───── Data for this exercise

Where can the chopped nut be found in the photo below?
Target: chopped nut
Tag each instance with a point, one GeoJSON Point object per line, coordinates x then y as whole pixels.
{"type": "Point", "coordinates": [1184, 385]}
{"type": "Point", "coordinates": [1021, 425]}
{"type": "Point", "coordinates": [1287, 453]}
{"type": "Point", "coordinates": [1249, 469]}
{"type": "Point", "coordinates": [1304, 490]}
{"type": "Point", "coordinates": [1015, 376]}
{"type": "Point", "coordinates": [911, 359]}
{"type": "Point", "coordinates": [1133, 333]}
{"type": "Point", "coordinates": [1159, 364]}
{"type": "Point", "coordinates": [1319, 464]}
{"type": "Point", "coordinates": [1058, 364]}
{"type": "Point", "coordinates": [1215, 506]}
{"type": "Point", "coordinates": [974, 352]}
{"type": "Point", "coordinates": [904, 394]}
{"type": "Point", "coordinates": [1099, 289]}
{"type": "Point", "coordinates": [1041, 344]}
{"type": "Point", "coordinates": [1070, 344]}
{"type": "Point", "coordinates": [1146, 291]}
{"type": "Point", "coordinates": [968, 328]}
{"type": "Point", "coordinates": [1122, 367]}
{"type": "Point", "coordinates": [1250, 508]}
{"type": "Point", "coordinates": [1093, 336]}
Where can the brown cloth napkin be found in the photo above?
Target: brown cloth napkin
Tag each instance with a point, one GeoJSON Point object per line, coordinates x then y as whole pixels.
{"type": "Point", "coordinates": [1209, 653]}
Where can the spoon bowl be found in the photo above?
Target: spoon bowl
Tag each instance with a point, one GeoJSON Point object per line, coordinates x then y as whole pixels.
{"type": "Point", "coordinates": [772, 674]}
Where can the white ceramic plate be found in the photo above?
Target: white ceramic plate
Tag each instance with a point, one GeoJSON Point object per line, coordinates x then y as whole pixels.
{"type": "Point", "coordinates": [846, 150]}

──────────

--- Written exercise ---
Change "ceramic" to "porcelain" in the lines running from the one that contains "Where can the white" through the end of the entries, both ends included. Give those lines again with nothing else altered.

--- Result of the exercise ---
Where can the white porcelain plate be found in the photo above?
Target: white porcelain plate
Tag each instance with a point, one GeoJSON Point object per line, coordinates x then y as whole pixels.
{"type": "Point", "coordinates": [846, 150]}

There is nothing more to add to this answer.